# [GIVEN TEXT]
# Rommel - Another AKC STAR Puppy Graduate



## Palydyn (Aug 28, 2014)

A few weeks ago Bash (GypsyGhost) passed his AKC S.T.A.R. Puppy test. Well today Rommel did it in grand fashion too. I didn't think he would because Stay is not his favorite command. I know a lot of you have dogs with multiple titles, but for me this was something special. Rommel generally has the attention span of a gnat. 

Anyway, because he was the only "puppy" in the group he had to take the full CGC and Therapy Dog test (they ran them together for some reason). He passed them all with flying colors. Of course at 6 months he is too young to actually get a Therapy Dog certificate but its good to know he could do it.

I am really proud of him. He has come a long way from his landshark, holy terror days. He still has those, but not quite as many.


----------



## Kahrg4 (Dec 19, 2012)

Well done Rommel and good job you! Keep up the good work!


----------



## GypsyGhost (Dec 29, 2014)

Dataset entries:
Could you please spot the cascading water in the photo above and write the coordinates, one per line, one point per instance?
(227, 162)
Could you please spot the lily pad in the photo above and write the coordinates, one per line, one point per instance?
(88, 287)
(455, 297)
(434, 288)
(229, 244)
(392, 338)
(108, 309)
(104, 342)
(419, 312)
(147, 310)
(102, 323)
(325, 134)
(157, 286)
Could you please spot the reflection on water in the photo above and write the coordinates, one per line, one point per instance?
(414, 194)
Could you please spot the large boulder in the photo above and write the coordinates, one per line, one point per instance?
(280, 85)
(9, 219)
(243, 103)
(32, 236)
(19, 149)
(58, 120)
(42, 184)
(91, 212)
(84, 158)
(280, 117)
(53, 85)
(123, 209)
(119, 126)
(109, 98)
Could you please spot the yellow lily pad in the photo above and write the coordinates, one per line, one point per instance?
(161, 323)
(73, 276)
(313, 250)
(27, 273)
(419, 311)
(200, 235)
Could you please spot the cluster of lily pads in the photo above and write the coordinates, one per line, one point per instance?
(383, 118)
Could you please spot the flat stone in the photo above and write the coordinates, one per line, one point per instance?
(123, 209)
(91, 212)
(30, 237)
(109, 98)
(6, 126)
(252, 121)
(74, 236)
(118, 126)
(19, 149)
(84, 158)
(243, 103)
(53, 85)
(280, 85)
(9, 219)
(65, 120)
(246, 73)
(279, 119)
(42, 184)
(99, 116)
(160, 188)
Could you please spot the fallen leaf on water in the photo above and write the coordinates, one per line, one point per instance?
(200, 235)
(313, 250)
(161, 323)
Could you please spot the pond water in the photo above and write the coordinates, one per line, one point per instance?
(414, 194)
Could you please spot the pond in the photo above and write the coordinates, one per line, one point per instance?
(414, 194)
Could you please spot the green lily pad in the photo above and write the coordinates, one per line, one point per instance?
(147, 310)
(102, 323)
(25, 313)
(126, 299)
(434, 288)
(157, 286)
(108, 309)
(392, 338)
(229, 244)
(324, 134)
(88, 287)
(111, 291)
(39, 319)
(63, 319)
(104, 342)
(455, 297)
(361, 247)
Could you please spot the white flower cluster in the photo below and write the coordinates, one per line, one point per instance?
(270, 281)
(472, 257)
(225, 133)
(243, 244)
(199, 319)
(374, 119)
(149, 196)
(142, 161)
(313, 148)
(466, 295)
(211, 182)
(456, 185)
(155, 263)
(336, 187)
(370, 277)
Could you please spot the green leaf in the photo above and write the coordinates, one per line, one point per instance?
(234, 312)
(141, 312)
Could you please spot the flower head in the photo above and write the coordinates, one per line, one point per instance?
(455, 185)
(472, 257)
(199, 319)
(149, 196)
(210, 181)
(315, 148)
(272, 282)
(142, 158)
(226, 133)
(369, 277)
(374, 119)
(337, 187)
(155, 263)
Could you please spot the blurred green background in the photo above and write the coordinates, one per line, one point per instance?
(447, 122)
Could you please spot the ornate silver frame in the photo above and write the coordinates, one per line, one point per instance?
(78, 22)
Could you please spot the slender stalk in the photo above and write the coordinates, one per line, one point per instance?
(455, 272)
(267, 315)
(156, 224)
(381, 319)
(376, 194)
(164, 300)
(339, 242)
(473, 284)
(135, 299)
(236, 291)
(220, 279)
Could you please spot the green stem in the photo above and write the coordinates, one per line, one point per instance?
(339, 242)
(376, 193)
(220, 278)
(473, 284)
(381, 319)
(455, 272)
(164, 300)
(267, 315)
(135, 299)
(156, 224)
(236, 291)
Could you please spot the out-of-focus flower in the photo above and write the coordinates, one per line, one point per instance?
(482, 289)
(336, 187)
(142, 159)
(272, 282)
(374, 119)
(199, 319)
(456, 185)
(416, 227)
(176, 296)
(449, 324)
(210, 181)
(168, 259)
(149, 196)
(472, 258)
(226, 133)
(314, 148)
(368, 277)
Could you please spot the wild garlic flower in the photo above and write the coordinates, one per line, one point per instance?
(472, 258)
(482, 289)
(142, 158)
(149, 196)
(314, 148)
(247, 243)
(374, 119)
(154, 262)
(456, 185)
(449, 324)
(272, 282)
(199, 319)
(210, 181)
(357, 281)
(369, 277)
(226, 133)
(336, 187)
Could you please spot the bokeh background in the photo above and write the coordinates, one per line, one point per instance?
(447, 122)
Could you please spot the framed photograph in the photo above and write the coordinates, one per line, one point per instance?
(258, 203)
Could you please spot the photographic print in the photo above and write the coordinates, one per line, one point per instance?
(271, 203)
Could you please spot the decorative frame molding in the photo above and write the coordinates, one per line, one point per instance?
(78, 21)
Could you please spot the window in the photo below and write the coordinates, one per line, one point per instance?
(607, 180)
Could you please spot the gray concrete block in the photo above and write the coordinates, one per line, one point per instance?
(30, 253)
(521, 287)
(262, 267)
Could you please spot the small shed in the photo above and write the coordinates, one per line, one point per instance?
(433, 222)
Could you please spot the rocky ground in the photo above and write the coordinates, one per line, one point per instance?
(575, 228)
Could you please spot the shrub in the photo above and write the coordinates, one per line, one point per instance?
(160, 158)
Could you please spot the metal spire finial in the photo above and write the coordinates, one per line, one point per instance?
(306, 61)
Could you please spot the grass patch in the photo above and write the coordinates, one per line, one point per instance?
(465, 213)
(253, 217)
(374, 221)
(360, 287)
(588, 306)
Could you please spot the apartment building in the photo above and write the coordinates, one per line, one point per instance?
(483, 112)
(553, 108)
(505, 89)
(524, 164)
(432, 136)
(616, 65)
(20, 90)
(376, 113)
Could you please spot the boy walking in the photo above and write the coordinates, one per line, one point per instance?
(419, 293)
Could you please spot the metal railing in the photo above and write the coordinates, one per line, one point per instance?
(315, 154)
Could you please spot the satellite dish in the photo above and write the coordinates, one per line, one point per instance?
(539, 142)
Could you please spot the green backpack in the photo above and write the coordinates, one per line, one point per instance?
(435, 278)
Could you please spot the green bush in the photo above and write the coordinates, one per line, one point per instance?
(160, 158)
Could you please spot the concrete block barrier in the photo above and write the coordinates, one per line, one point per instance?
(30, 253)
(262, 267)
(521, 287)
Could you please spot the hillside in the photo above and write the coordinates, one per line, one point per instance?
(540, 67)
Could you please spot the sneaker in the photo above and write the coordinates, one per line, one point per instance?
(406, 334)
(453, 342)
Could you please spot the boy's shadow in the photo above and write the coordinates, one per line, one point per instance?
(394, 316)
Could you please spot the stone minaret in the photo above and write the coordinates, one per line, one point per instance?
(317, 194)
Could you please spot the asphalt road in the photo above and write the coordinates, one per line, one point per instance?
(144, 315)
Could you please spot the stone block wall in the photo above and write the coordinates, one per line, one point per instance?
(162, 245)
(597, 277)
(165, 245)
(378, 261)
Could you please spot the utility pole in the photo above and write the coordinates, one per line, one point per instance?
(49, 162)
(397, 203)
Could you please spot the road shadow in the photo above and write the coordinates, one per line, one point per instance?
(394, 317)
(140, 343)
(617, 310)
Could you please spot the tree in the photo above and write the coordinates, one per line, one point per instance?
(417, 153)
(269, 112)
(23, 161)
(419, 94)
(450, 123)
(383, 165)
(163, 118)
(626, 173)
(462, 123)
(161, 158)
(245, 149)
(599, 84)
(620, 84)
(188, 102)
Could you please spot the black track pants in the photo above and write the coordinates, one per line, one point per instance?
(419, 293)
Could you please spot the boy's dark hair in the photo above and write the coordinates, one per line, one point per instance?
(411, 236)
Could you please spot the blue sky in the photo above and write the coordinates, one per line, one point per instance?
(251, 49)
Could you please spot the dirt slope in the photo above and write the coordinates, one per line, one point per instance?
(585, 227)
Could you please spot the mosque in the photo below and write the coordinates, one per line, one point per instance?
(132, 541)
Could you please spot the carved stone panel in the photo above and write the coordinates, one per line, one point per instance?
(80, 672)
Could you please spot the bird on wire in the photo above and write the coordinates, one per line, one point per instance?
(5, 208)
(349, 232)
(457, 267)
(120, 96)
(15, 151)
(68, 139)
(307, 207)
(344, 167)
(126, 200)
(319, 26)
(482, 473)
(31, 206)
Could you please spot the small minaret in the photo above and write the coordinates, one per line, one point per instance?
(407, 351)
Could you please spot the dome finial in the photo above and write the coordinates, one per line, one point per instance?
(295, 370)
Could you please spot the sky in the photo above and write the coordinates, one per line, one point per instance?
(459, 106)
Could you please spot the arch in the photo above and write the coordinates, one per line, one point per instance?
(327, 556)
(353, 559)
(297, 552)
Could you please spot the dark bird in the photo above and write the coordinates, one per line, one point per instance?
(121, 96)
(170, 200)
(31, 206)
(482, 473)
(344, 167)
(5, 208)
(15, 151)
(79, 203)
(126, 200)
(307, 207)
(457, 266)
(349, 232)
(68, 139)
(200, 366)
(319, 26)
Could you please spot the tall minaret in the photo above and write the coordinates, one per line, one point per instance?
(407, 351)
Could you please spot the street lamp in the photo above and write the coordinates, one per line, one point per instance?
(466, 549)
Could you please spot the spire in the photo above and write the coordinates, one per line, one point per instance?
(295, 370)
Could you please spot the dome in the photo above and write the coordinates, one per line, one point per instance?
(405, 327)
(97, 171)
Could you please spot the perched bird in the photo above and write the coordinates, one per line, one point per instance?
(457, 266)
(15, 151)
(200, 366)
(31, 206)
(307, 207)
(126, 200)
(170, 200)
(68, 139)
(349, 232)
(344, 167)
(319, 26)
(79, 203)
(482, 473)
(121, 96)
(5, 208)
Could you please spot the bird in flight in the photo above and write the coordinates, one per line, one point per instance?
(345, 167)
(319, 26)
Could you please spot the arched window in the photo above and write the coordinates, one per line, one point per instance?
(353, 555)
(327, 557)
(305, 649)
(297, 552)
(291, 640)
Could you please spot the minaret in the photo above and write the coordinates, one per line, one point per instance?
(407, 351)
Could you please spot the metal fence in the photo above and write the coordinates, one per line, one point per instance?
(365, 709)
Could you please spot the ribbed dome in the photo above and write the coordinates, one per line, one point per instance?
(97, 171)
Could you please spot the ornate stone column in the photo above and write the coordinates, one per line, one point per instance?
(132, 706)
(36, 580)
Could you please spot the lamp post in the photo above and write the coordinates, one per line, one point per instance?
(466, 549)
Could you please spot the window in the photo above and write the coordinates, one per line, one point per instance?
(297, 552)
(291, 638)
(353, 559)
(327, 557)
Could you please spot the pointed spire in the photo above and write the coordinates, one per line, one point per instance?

# [TASKS TO PERFORM]
1. Please copy the part of the Rommel thread between "A few weeks" and "(Dec 19, 2012)", inclusive.
2. Pick up the Rommel thread from the point where it stops, and write what follows.

# [RESPONSES IN ORDER]
1.
A few weeks ago Bash (GypsyGhost) passed his AKC S.T.A.R. Puppy test. Well today Rommel did it in grand fashion too. I didn't think he would because Stay is not his favorite command. I know a lot of you have dogs with multiple titles, but for me this was something special. Rommel generally has the attention span of a gnat. 

Anyway, because he was the only "puppy" in the group he had to take the full CGC and Therapy Dog test (they ran them together for some reason). He passed them all with flying colors. Of course at 6 months he is too young to actually get a Therapy Dog certificate but its good to know he could do it.

I am really proud of him. He has come a long way from his landshark, holy terror days. He still has those, but not quite as many.


----------



## Kahrg4 (Dec 19, 2012)

2.
Congrats to you and Rommel!


----------



## Persinette (Jan 31, 2015)

Congratulations! What an exciting milestone!


----------



## RZZNSTR (Jan 24, 2015)

Congrats and well done!


----------



## Ruger Monster (Jan 29, 2015)

Very awesome, congrats Rommel!! 

I wish I had enrolled Ruger into a training program earlier that would also do the AKC Star Puppy test... but I do have him in a different training program that does offer the CGC test when completed.


----------



## LeoRose (Jan 10, 2013)

Congratulations!


----------



## Daisy&Lucky's Mom (Apr 24, 2011)

Tht's great !Congratulations to both you and Rummel.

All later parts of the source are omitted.